Fragment tekstu:
• • • •

Jerzy Hardie-Douglas gościł w programie "Debata dnia"

  • Tv
  • Aktualności
Miasto z Wizją / 10.03.2021 / Komentarze
Na antenie stacji Polsat News parlamentarzyści rozmawiali o odraczaniu zabiegów chirurgicznych przez NFZ

We wtorek, 9 marca na antenie stacji telewizyjnej Polsat News wyemitowany został kolejny odcinek programu „Debata dnia” prowadzony przez Agnieszkę Gozdyrę. Tym razem jej gościem był poseł ziemi szczecineckiej Jerzy Hardie-Douglas. W rozmowie wzięli udział także parlamentarzyści Jacek Wilk, Wojciech Konieczny i Bolesław Piecha.

Jak czytamy w zapowiedzi programu w poniedziałek NFZ, na polecenie ministra zdrowia, zarekomendował, by "ograniczyć do niezbędnego minimum lub czasowo zawiesić udzielanie świadczeń wykonywanych planowo". Resort zdrowia wyjaśnia, że ma to związek m.in. z ograniczoną dostępnością lekarzy podczas III fali epidemii koronawirusa. O to stanowisko Funduszu zapytała swoich gości Agnieszka Gozdyra w „Debacie Dnia”.

- Wszyscy menadżerowie opieki zdrowotnej doskonale wiedzą, że tak zwana rekomendacja jest prawie równoznaczna z rozkazem, dlatego że to potem NFZ będzie rozliczał z tego, bo to on finansuje różnego rodzaju procedury – mówił poseł Jerzy Hardie-Douglas.

• • • •

Wyciągi z danych:
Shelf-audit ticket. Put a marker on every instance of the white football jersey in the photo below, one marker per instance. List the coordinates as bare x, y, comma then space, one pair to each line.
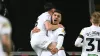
91, 40
54, 34
41, 20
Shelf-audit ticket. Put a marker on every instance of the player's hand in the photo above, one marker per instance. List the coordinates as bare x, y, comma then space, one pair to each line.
60, 25
54, 50
35, 30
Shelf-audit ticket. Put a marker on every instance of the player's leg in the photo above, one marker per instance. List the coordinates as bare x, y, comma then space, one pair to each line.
61, 53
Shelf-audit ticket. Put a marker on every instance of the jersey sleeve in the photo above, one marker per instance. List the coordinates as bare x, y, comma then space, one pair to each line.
61, 31
80, 38
47, 18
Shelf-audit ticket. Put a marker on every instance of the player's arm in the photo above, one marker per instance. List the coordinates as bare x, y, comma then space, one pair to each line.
78, 42
6, 37
49, 26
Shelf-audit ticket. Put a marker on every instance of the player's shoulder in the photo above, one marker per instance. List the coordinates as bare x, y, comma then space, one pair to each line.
85, 28
44, 14
60, 29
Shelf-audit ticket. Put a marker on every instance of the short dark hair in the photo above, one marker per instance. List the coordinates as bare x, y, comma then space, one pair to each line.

• • • •

Na podstawie fragmentu tekstu odpowiedz krótko:
(a) Kto prowadzi program „Debata dnia”?
(b) Z czym resort zdrowia wiąże zalecenie NFZ, by ograniczyć lub zawiesić planowe świadczenia?
(c) Kto według posła Jerzego Hardie-Douglasa będzie potem rozliczał z rekomendacji?
Rekordy pochodzą z innego źródła niż fragment tekstu.

(a) Agnieszka Gozdyra.
(b) Między innymi z ograniczoną dostępnością lekarzy podczas III fali epidemii koronawirusa.
(c) NFZ.